» **Exercise task**: Put the rows below into a JSON list of strings, one string per line. Skip blank lines and leave out the pictures.
★ ★ ★ ★ ★
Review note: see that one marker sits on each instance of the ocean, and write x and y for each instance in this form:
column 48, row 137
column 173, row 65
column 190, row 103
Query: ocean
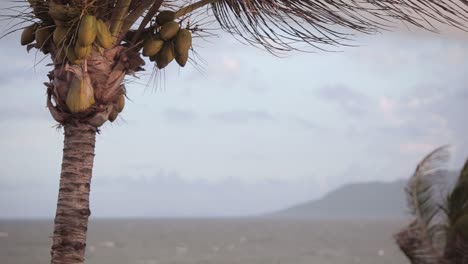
column 213, row 241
★ ★ ★ ★ ★
» **Exercise answer**:
[
  "Review note: see that one marker sits on each instance of the ocean, and write x and y for each instance in this form:",
  "column 48, row 137",
  "column 173, row 65",
  "column 190, row 103",
  "Query: ocean",
  "column 213, row 241"
]